Reproduce each of the rows below, keeping every line identical to the original.
>> start
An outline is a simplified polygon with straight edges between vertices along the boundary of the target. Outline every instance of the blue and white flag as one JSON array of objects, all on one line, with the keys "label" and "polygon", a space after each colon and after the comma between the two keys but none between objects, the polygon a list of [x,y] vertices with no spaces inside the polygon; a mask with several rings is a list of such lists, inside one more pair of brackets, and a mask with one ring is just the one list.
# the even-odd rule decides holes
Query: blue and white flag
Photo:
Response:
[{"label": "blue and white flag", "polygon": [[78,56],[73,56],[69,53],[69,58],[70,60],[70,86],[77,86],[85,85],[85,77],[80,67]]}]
>> end
◆ **Problem solution**:
An outline is a simplified polygon with straight edges between vertices along the boundary of the target. Outline every instance of the blue and white flag as one JSON array of objects, all on one line, with the keys "label" and "polygon", a space after each colon and after the comma between the two keys but none between objects, the polygon a list of [x,y] vertices with no spaces inside the polygon; a mask with several rings is a list of such lists, inside one more pair of brackets, and a mask with one ring is just the one list.
# the even-odd rule decides holes
Query: blue and white flag
Photo:
Response:
[{"label": "blue and white flag", "polygon": [[78,56],[73,56],[69,53],[69,58],[70,60],[70,86],[77,86],[85,85],[85,77],[80,67]]}]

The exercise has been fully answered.